> _STATED GOAL_
List each line of the listing below that contains the string "left". Matching is case-sensitive.
══ DATA FOR THIS TASK ══
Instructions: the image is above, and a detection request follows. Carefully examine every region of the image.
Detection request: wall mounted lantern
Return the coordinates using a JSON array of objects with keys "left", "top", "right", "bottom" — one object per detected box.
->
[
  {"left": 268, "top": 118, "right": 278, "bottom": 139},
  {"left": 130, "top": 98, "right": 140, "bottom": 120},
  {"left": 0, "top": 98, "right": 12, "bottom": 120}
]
═══
> _COMPLETED EXERCISE_
Return the coordinates using a JSON array of objects with keys "left", "top", "right", "bottom" — one object per detected box.
  {"left": 268, "top": 118, "right": 278, "bottom": 139},
  {"left": 130, "top": 98, "right": 140, "bottom": 120},
  {"left": 0, "top": 98, "right": 12, "bottom": 120}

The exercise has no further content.